== SOURCE MATERIAL ==
..........
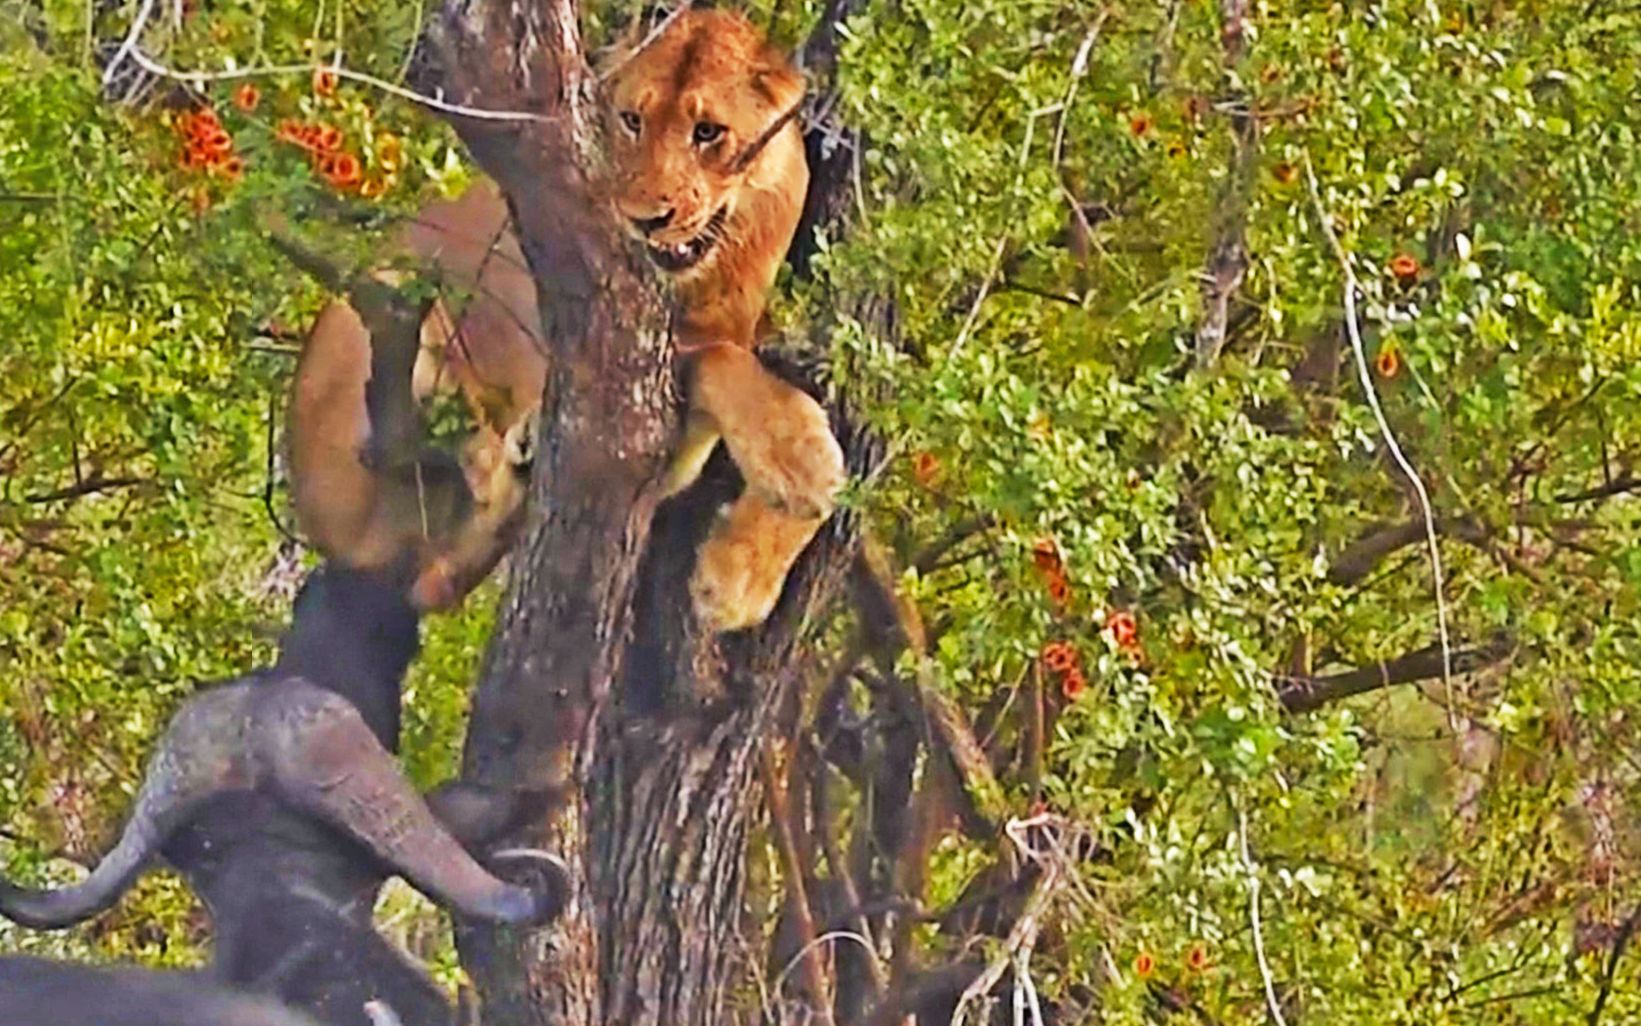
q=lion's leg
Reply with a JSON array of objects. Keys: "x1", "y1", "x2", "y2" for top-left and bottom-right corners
[
  {"x1": 409, "y1": 413, "x2": 535, "y2": 611},
  {"x1": 689, "y1": 492, "x2": 825, "y2": 632},
  {"x1": 289, "y1": 302, "x2": 386, "y2": 563},
  {"x1": 659, "y1": 409, "x2": 723, "y2": 500},
  {"x1": 410, "y1": 294, "x2": 461, "y2": 405},
  {"x1": 688, "y1": 344, "x2": 846, "y2": 520},
  {"x1": 256, "y1": 681, "x2": 562, "y2": 925},
  {"x1": 408, "y1": 471, "x2": 526, "y2": 610}
]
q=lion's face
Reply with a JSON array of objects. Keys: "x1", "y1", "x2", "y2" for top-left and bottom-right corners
[{"x1": 602, "y1": 10, "x2": 807, "y2": 287}]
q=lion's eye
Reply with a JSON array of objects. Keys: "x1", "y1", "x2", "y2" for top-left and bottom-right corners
[
  {"x1": 619, "y1": 110, "x2": 642, "y2": 135},
  {"x1": 692, "y1": 121, "x2": 725, "y2": 145}
]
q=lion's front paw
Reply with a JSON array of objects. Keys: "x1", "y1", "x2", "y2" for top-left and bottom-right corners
[
  {"x1": 727, "y1": 394, "x2": 846, "y2": 521},
  {"x1": 690, "y1": 494, "x2": 825, "y2": 633},
  {"x1": 690, "y1": 530, "x2": 779, "y2": 634},
  {"x1": 691, "y1": 344, "x2": 847, "y2": 521}
]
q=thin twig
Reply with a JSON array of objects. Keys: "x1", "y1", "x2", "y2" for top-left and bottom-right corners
[
  {"x1": 811, "y1": 757, "x2": 889, "y2": 997},
  {"x1": 24, "y1": 475, "x2": 146, "y2": 504},
  {"x1": 773, "y1": 931, "x2": 879, "y2": 997},
  {"x1": 1587, "y1": 902, "x2": 1641, "y2": 1026},
  {"x1": 1237, "y1": 803, "x2": 1288, "y2": 1026},
  {"x1": 950, "y1": 234, "x2": 1007, "y2": 359},
  {"x1": 950, "y1": 863, "x2": 1050, "y2": 1026},
  {"x1": 125, "y1": 49, "x2": 549, "y2": 122},
  {"x1": 761, "y1": 743, "x2": 837, "y2": 1025},
  {"x1": 395, "y1": 0, "x2": 424, "y2": 83},
  {"x1": 947, "y1": 813, "x2": 1080, "y2": 1026},
  {"x1": 1194, "y1": 0, "x2": 1257, "y2": 367},
  {"x1": 1304, "y1": 153, "x2": 1457, "y2": 731},
  {"x1": 101, "y1": 0, "x2": 160, "y2": 89},
  {"x1": 1051, "y1": 13, "x2": 1109, "y2": 170},
  {"x1": 596, "y1": 0, "x2": 694, "y2": 83},
  {"x1": 954, "y1": 20, "x2": 1107, "y2": 359}
]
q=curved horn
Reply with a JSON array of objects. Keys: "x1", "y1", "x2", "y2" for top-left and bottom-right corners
[
  {"x1": 257, "y1": 680, "x2": 562, "y2": 925},
  {"x1": 0, "y1": 687, "x2": 254, "y2": 929}
]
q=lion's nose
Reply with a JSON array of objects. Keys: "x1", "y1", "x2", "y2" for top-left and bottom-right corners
[{"x1": 629, "y1": 209, "x2": 674, "y2": 235}]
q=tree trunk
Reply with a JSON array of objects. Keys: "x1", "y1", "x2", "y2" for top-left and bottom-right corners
[{"x1": 420, "y1": 2, "x2": 874, "y2": 1023}]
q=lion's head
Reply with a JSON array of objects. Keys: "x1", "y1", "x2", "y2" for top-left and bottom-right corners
[{"x1": 602, "y1": 9, "x2": 809, "y2": 344}]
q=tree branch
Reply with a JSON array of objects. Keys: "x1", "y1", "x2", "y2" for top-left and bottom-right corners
[
  {"x1": 763, "y1": 743, "x2": 837, "y2": 1024},
  {"x1": 856, "y1": 535, "x2": 1007, "y2": 830},
  {"x1": 1587, "y1": 902, "x2": 1641, "y2": 1026},
  {"x1": 1277, "y1": 634, "x2": 1513, "y2": 714},
  {"x1": 418, "y1": 3, "x2": 678, "y2": 1023},
  {"x1": 1193, "y1": 0, "x2": 1256, "y2": 367},
  {"x1": 1559, "y1": 474, "x2": 1640, "y2": 505},
  {"x1": 24, "y1": 475, "x2": 147, "y2": 505}
]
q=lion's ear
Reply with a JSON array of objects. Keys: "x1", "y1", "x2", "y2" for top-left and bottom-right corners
[{"x1": 751, "y1": 60, "x2": 805, "y2": 120}]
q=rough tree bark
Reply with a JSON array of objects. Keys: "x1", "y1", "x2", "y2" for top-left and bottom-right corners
[{"x1": 418, "y1": 2, "x2": 874, "y2": 1023}]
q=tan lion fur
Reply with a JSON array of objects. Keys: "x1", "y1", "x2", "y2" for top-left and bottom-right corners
[{"x1": 288, "y1": 9, "x2": 843, "y2": 627}]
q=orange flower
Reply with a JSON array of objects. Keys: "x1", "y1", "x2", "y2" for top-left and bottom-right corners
[
  {"x1": 1031, "y1": 538, "x2": 1061, "y2": 573},
  {"x1": 359, "y1": 175, "x2": 387, "y2": 199},
  {"x1": 216, "y1": 155, "x2": 245, "y2": 181},
  {"x1": 313, "y1": 124, "x2": 343, "y2": 152},
  {"x1": 1375, "y1": 345, "x2": 1401, "y2": 378},
  {"x1": 189, "y1": 185, "x2": 212, "y2": 213},
  {"x1": 1046, "y1": 573, "x2": 1071, "y2": 607},
  {"x1": 1060, "y1": 669, "x2": 1086, "y2": 700},
  {"x1": 233, "y1": 83, "x2": 260, "y2": 112},
  {"x1": 375, "y1": 133, "x2": 402, "y2": 170},
  {"x1": 1272, "y1": 161, "x2": 1298, "y2": 185},
  {"x1": 202, "y1": 129, "x2": 234, "y2": 156},
  {"x1": 1128, "y1": 113, "x2": 1153, "y2": 137},
  {"x1": 275, "y1": 118, "x2": 304, "y2": 144},
  {"x1": 912, "y1": 451, "x2": 941, "y2": 488},
  {"x1": 1041, "y1": 642, "x2": 1077, "y2": 673},
  {"x1": 1260, "y1": 63, "x2": 1283, "y2": 84},
  {"x1": 313, "y1": 67, "x2": 339, "y2": 97},
  {"x1": 192, "y1": 107, "x2": 221, "y2": 131},
  {"x1": 1186, "y1": 942, "x2": 1211, "y2": 972},
  {"x1": 1166, "y1": 140, "x2": 1187, "y2": 159},
  {"x1": 1134, "y1": 952, "x2": 1156, "y2": 978},
  {"x1": 321, "y1": 151, "x2": 363, "y2": 189},
  {"x1": 1182, "y1": 95, "x2": 1209, "y2": 122},
  {"x1": 1389, "y1": 252, "x2": 1420, "y2": 281},
  {"x1": 1107, "y1": 610, "x2": 1139, "y2": 651}
]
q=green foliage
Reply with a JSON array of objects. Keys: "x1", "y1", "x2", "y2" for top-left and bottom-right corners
[
  {"x1": 0, "y1": 0, "x2": 478, "y2": 965},
  {"x1": 813, "y1": 0, "x2": 1641, "y2": 1021}
]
..........
== TASK STATEMENT ==
The preceding entries should be duplicated word for word; no picture belongs in the copy.

== RESPONSE TO THIS TASK ==
q=lion's leg
Reply with a JSON array of objects. Keys: "x1", "y1", "x2", "y2" for top-left and bottom-right corners
[
  {"x1": 409, "y1": 413, "x2": 535, "y2": 611},
  {"x1": 689, "y1": 492, "x2": 825, "y2": 632},
  {"x1": 289, "y1": 302, "x2": 386, "y2": 563},
  {"x1": 659, "y1": 409, "x2": 723, "y2": 500},
  {"x1": 410, "y1": 294, "x2": 461, "y2": 405},
  {"x1": 688, "y1": 344, "x2": 846, "y2": 520},
  {"x1": 256, "y1": 681, "x2": 562, "y2": 925},
  {"x1": 408, "y1": 471, "x2": 526, "y2": 610}
]
q=lion's face
Reply with a JSON array of objects. Keys: "x1", "y1", "x2", "y2" for top-left and bottom-right corners
[{"x1": 602, "y1": 10, "x2": 807, "y2": 287}]
q=lion's eye
Reply with a JSON array of objects. Keys: "x1", "y1", "x2", "y2" for top-left and bottom-right corners
[
  {"x1": 619, "y1": 110, "x2": 642, "y2": 135},
  {"x1": 692, "y1": 121, "x2": 725, "y2": 145}
]
q=lion's front paw
Reply with a JSON array of objects. Keys: "x1", "y1", "x2", "y2" for top-left and bottom-right corners
[
  {"x1": 727, "y1": 394, "x2": 846, "y2": 521},
  {"x1": 690, "y1": 494, "x2": 825, "y2": 633},
  {"x1": 690, "y1": 530, "x2": 779, "y2": 634},
  {"x1": 691, "y1": 344, "x2": 847, "y2": 521}
]
q=thin twig
Reply with a JSON array of objects. Keys: "x1", "y1", "x2", "y2" for top-left and bottom-right corners
[
  {"x1": 811, "y1": 757, "x2": 889, "y2": 997},
  {"x1": 24, "y1": 475, "x2": 146, "y2": 504},
  {"x1": 773, "y1": 931, "x2": 879, "y2": 997},
  {"x1": 1587, "y1": 902, "x2": 1641, "y2": 1026},
  {"x1": 1237, "y1": 803, "x2": 1288, "y2": 1026},
  {"x1": 950, "y1": 234, "x2": 1007, "y2": 359},
  {"x1": 950, "y1": 863, "x2": 1050, "y2": 1026},
  {"x1": 125, "y1": 49, "x2": 549, "y2": 122},
  {"x1": 761, "y1": 743, "x2": 837, "y2": 1025},
  {"x1": 395, "y1": 0, "x2": 424, "y2": 83},
  {"x1": 947, "y1": 813, "x2": 1080, "y2": 1026},
  {"x1": 1194, "y1": 0, "x2": 1257, "y2": 367},
  {"x1": 1304, "y1": 153, "x2": 1457, "y2": 731},
  {"x1": 101, "y1": 0, "x2": 160, "y2": 89},
  {"x1": 1051, "y1": 13, "x2": 1109, "y2": 170},
  {"x1": 596, "y1": 0, "x2": 694, "y2": 83},
  {"x1": 954, "y1": 20, "x2": 1107, "y2": 359}
]
q=curved horn
Reply with a JSON array of objects. Keys: "x1", "y1", "x2", "y2" for top-left and bottom-right corners
[
  {"x1": 257, "y1": 680, "x2": 562, "y2": 925},
  {"x1": 0, "y1": 687, "x2": 254, "y2": 929}
]
q=lion's nose
Reply with a JSON array of objects. Keys: "x1", "y1", "x2", "y2" for top-left and bottom-right corners
[{"x1": 629, "y1": 209, "x2": 674, "y2": 235}]
q=tree trunk
Reply with a JSON array of objects. Keys: "x1", "y1", "x2", "y2" for top-left and bottom-right corners
[{"x1": 420, "y1": 2, "x2": 874, "y2": 1023}]
q=lion's head
Reply with a JSON array of objects. Keys: "x1", "y1", "x2", "y2" for top-left and bottom-right corners
[{"x1": 602, "y1": 9, "x2": 809, "y2": 344}]
q=tree branch
Reply with a JSON array of objects. Keys: "x1", "y1", "x2", "y2" for top-left and bottom-right corners
[
  {"x1": 763, "y1": 743, "x2": 837, "y2": 1024},
  {"x1": 856, "y1": 535, "x2": 1007, "y2": 830},
  {"x1": 1587, "y1": 902, "x2": 1641, "y2": 1026},
  {"x1": 1277, "y1": 634, "x2": 1513, "y2": 714},
  {"x1": 418, "y1": 3, "x2": 678, "y2": 1023},
  {"x1": 1193, "y1": 0, "x2": 1256, "y2": 367},
  {"x1": 1559, "y1": 474, "x2": 1640, "y2": 505},
  {"x1": 24, "y1": 475, "x2": 147, "y2": 505}
]
q=lion's ear
Reply with a JSON array of objects. Keys: "x1", "y1", "x2", "y2" for top-left and bottom-right corners
[{"x1": 751, "y1": 60, "x2": 805, "y2": 120}]
q=rough tree bark
Reply with a JSON array of objects. Keys: "x1", "y1", "x2", "y2" for top-left and bottom-right corners
[{"x1": 418, "y1": 2, "x2": 874, "y2": 1023}]
q=tan lion fur
Reply with a JSON array of objects. Keys: "x1", "y1", "x2", "y2" for top-left and bottom-right corners
[{"x1": 288, "y1": 9, "x2": 843, "y2": 627}]
q=orange flower
Reply with a JSON array of objects. Keys: "x1", "y1", "x2", "y2" for top-left and bottom-right corners
[
  {"x1": 1031, "y1": 538, "x2": 1061, "y2": 573},
  {"x1": 359, "y1": 175, "x2": 387, "y2": 199},
  {"x1": 216, "y1": 155, "x2": 245, "y2": 181},
  {"x1": 313, "y1": 124, "x2": 343, "y2": 152},
  {"x1": 1375, "y1": 345, "x2": 1401, "y2": 378},
  {"x1": 189, "y1": 185, "x2": 212, "y2": 213},
  {"x1": 1046, "y1": 573, "x2": 1071, "y2": 607},
  {"x1": 1060, "y1": 669, "x2": 1086, "y2": 700},
  {"x1": 233, "y1": 83, "x2": 260, "y2": 112},
  {"x1": 375, "y1": 133, "x2": 402, "y2": 170},
  {"x1": 1272, "y1": 161, "x2": 1298, "y2": 185},
  {"x1": 202, "y1": 129, "x2": 234, "y2": 156},
  {"x1": 1128, "y1": 113, "x2": 1153, "y2": 137},
  {"x1": 275, "y1": 118, "x2": 304, "y2": 144},
  {"x1": 912, "y1": 451, "x2": 941, "y2": 488},
  {"x1": 1041, "y1": 642, "x2": 1077, "y2": 673},
  {"x1": 1260, "y1": 63, "x2": 1283, "y2": 84},
  {"x1": 313, "y1": 67, "x2": 339, "y2": 97},
  {"x1": 192, "y1": 107, "x2": 221, "y2": 131},
  {"x1": 1186, "y1": 942, "x2": 1211, "y2": 972},
  {"x1": 1166, "y1": 140, "x2": 1187, "y2": 159},
  {"x1": 1134, "y1": 952, "x2": 1156, "y2": 978},
  {"x1": 321, "y1": 151, "x2": 363, "y2": 189},
  {"x1": 1182, "y1": 95, "x2": 1209, "y2": 122},
  {"x1": 1389, "y1": 252, "x2": 1420, "y2": 281},
  {"x1": 1107, "y1": 610, "x2": 1139, "y2": 651}
]
q=green foliage
Reply with a JSON array of objects. Keys: "x1", "y1", "x2", "y2" for top-left and bottom-right corners
[
  {"x1": 0, "y1": 0, "x2": 478, "y2": 965},
  {"x1": 813, "y1": 0, "x2": 1641, "y2": 1021}
]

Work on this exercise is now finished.